STATED EXERCISE
Could you transcribe the material below exactly, without leaving out a single line?

*** EXERCISE INPUTS

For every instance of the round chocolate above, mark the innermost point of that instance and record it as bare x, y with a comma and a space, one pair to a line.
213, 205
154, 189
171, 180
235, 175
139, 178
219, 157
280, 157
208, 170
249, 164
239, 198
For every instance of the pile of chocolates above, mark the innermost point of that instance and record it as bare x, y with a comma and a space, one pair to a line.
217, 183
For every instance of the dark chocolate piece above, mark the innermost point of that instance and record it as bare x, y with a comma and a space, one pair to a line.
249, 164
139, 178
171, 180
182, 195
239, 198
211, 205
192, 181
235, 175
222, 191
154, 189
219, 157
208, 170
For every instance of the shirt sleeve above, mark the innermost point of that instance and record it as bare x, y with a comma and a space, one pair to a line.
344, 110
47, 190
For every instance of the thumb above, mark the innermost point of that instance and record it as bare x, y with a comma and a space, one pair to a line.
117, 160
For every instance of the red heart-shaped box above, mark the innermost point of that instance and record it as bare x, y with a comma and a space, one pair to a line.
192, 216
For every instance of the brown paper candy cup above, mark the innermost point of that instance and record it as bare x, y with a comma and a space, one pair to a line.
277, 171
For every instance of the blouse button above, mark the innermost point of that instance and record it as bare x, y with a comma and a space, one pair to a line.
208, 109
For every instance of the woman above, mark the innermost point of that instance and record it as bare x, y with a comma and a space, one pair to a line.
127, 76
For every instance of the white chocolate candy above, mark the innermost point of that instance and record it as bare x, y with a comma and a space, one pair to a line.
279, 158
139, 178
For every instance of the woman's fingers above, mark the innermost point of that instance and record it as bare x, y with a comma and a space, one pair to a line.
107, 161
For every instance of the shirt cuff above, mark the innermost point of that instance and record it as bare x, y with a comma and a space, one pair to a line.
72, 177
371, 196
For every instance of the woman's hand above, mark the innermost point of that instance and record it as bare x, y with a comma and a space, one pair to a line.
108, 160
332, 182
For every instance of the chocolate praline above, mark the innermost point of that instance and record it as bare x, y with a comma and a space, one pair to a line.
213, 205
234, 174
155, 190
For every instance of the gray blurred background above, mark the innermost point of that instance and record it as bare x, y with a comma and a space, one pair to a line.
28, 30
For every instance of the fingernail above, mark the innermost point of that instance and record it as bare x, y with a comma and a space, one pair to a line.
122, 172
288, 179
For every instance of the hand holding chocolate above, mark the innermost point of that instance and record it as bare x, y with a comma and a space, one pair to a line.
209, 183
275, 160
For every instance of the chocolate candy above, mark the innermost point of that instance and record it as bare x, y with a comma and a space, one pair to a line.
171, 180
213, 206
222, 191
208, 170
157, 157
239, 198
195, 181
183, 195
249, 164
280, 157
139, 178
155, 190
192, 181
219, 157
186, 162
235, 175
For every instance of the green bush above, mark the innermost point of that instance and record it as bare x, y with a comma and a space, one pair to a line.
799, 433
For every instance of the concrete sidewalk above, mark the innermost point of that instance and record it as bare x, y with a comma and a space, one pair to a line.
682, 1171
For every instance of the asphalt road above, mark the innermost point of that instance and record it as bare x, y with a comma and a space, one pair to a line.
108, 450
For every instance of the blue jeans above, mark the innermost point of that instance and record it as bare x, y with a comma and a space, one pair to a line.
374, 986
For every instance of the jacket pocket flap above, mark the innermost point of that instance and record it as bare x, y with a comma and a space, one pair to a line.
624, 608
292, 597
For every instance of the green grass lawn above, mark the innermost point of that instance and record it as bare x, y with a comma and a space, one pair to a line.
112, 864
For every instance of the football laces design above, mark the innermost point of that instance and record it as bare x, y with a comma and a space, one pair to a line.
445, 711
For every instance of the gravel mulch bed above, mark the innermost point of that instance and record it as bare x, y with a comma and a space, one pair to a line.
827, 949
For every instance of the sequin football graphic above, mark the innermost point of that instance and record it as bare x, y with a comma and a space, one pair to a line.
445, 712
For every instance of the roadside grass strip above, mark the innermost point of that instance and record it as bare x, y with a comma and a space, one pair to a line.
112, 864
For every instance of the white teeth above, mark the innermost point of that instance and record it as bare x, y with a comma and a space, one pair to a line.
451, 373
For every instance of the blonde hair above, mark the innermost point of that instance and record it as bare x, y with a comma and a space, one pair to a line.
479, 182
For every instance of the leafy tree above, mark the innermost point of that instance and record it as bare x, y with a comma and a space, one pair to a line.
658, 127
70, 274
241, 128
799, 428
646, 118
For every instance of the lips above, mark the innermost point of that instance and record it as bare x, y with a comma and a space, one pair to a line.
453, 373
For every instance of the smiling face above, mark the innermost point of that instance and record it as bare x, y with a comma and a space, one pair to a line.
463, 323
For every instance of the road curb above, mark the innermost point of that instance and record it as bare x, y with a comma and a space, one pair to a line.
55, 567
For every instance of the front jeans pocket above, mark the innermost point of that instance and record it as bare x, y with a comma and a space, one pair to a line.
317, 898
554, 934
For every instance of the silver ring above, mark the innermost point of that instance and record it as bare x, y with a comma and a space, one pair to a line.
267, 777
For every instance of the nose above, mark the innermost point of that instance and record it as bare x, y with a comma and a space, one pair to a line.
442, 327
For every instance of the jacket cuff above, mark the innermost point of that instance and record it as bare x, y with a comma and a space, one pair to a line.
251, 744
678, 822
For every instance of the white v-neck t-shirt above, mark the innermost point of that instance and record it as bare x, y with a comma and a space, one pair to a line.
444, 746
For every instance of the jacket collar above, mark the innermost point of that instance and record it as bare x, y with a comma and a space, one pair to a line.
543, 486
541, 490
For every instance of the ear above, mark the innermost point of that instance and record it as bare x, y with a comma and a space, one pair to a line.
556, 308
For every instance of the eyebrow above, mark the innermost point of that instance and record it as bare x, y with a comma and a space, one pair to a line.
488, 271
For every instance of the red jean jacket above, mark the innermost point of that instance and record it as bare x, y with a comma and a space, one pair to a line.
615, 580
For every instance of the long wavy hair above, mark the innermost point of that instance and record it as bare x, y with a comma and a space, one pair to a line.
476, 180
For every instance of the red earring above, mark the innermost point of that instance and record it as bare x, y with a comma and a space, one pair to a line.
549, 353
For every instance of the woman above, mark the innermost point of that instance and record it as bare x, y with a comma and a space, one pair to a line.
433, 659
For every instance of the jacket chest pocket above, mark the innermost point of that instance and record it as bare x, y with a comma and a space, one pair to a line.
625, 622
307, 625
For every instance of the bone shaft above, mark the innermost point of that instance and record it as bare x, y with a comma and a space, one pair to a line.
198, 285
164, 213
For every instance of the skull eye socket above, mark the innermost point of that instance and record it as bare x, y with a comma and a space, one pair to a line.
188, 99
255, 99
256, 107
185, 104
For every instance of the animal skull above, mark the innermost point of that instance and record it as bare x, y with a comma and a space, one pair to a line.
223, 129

******

SOLUTION
For every instance of the round chocolate above, mark the innermost point of that instance and record it as bare x, y with a comma and a space, one pair to a line.
213, 205
154, 189
171, 180
235, 175
139, 178
219, 157
280, 157
208, 170
249, 164
239, 198
For every instance of the pile of chocolates above, mark the innermost point of that instance and record it as bare x, y with a comma and a space, one pair to a line.
217, 183
For every instance of the dark chocolate piece above, mark the innermost point of that instance and record it as bare x, y with a comma and a space, one pair to a line.
249, 164
139, 178
171, 180
182, 195
239, 198
211, 205
192, 181
235, 175
222, 191
154, 189
219, 157
208, 170
For every instance of the shirt sleeve above, mark the innermost point of that instance and record it as bare x, y with a comma and a space, one pair to a line.
344, 110
47, 190
For every instance of the thumb above, mark the innermost point of that instance and record it as bare x, y with a comma and a space, one pair to a line.
117, 160
For every instance of the red heart-shaped box above, mark the innermost point of that instance and record it as bare x, y with a comma and a space, one pair to a line.
192, 216
For every instance of the brown paper candy cup above, mark the innermost point of that instance and record it as bare x, y with a comma and a space, one pair to a line.
277, 171
For every instance of the blouse button above, mark the innermost point of that instance and record it as bare x, y with a comma and a space, one pair to a line.
208, 109
For every instance of the woman above, mark the innermost point of that instance and record it as bare x, y with a comma and a space, one pair to a line.
127, 76
For every instance of the white chocolate candy above, mark the innermost point of that instance and record it as bare x, y with a comma and a space, one pair to a line.
279, 158
139, 178
For every instance of the woman's fingers above, mark the innermost point of that instance and record it as bare x, y with a comma and a space, one pair to a line.
107, 161
For every instance of the shirt cuff above, mark the innermost point of that instance and record it as bare x, y with a comma and a space, one pair to a line.
72, 177
371, 196
For every instance of the woman's hand above, mark the innermost point of that instance and record it as bare x, y with a comma and a space, one pair to a line.
108, 160
332, 182
For every instance of the chocolate praline above, mark the innermost point of that instance and record it as bare x, y with a comma and a space, one pair to a line.
213, 205
234, 174
155, 190
For every instance of the gray blurred background above, mark the innermost point of that instance and record it as bare x, y with a comma and a space, one pair to a line.
28, 30
For every instance of the fingernail above, mark the innermost point of that instance and record it as bare x, y with a comma and a space, one pair to a line.
122, 172
288, 179
For every instance of the hand holding chocolate above, mark the innermost point of that instance and record it as bare x, y with a comma and a space, one pair to a line.
209, 183
275, 160
For every instance of the chocolate candy above, mark the innermost point of that instance and record it as bare x, y with a comma and a space, one pair to a line.
171, 180
213, 206
222, 191
208, 170
157, 157
239, 198
195, 181
183, 195
249, 164
280, 157
139, 178
155, 190
192, 181
219, 157
186, 162
235, 175
For every instance of the green bush above, mark the innermost point of that instance and record it as bare x, y with a comma and a space, one pair to a line.
799, 433
For every instance of the concrete sidewalk above, mark the innermost point of that instance and record it as bare x, y with a comma and a space, one pair to a line.
682, 1171
For every instance of the asphalt road above, mark the innermost point of that instance and record it as bare x, y with a comma and a space, one pair to a line.
108, 450
For every instance of the blue jeans above, mark the innermost point of that instance and record it as bare x, y with a comma and a space, one pair to a line.
374, 986
For every instance of the jacket pocket flap above, mark the innermost point of that instance and record it as bare x, y with a comma and a space, one pair to a line.
624, 608
292, 597
For every instance of the green grass lawn above, mark the innermost point of that instance and record it as bare x, y with a comma and a space, one pair to a line.
112, 864
For every instance of the football laces design above, mark the innermost point of that instance and record it as bare x, y with a comma and a space, one pair to a line.
445, 711
For every instance of the gravel mulch bed above, mark the innermost point of that instance and record it as bare x, y with a comma and a space, one pair to a line.
827, 949
For every instance of the sequin football graphic above, mark the innermost point of that instance and record it as bare x, y with a comma and a space, one pair to a line.
445, 712
For every instance of the roadside grass strip above, mark the innermost point of that instance and record it as bare x, y with a comma and a space, one pair to a line.
112, 864
For every instance of the white teeth above, mark the innermost point of that instance and record it as bare x, y with a comma and a space, one pair to a line.
451, 373
For every instance of the blonde hair above, mark the innermost point of that instance and record it as bare x, y with a comma and a space, one pair to a line.
479, 182
For every instance of the leafy tree above, mark the innermost point of that instance and record it as bare x, y with a comma and a space, one pair to a line.
658, 127
70, 274
241, 128
799, 428
646, 118
For every instance of the lips above, mark the innermost point of that instance and record it as bare x, y with a comma and a space, one pair to a line.
453, 373
For every instance of the smiling face above, mark the innermost point of that instance and record it as bare x, y with a comma and a space, one pair to a line.
463, 323
For every instance of the road curb above, mark the innermost point of that instance and record it as bare x, y with a comma and a space, one pair to a line.
55, 567
For every instance of the front jeans pocket above, mark the innermost point of that instance and record it as bare x, y with a comma and a space, one pair to a line.
317, 898
554, 934
For every instance of the silver ring above, mark the innermost point of that instance and record it as bare x, y with a comma and a space, one pair to a line.
267, 777
For every instance of the nose above, mark the innermost point of that instance and record it as bare x, y with a comma and a space, one pair to a line.
442, 327
For every instance of the jacket cuff above, mark the innermost point of that instance and record it as bare x, y with a comma and a space, one pair to a line.
251, 744
678, 822
For every instance of the white v-neck t-shirt above, mark the innermost point of that instance and record it as bare x, y with a comma and a space, one pair to a line.
444, 746
For every instance of the jacket collar above, mark the innermost point of that instance and record it as bare x, y with a comma and a space, one pair to a line.
543, 486
541, 490
For every instance of the ear above, mark the innermost point of that instance and record it as bare x, y with a comma and a space, one pair to a line.
556, 308
For every instance of the eyebrow above, mark the innermost point of that instance and record it as bare x, y with a comma and a space, one pair to a line.
488, 271
For every instance of the red jean jacket above, mark the innermost point of that instance and record it as bare x, y with a comma and a space, one pair to a line.
615, 580
For every instance of the long wavy hair above, mark the innermost point of that instance and record it as bare x, y with a comma and a space, one pair to a line.
476, 180
For every instance of the red earring above, mark the innermost point of that instance and record it as bare x, y with a comma and a space, one pair to a line.
549, 353
For every instance of the woman above, mark the innermost point of that instance and record it as bare x, y with a comma and a space, one pair to a line.
433, 659
For every instance of the jacket chest pocket above, mark the innermost point of that instance and record it as bare x, y with a comma and a space, one pair to a line.
625, 622
307, 625
For every instance of the bone shaft above, mark the innermost point of that instance and record it as bare x, y with a comma and a space, one pair to a line.
198, 285
164, 213
For every instance of the skull eye socket above, mark the innermost point of that instance and record it as bare x, y with a comma and a space, one pair to a line.
188, 99
255, 99
256, 107
185, 104
For every instance of the animal skull above, mark the innermost point of that instance and record it as bare x, y with a comma and a space, one pair to a line.
223, 129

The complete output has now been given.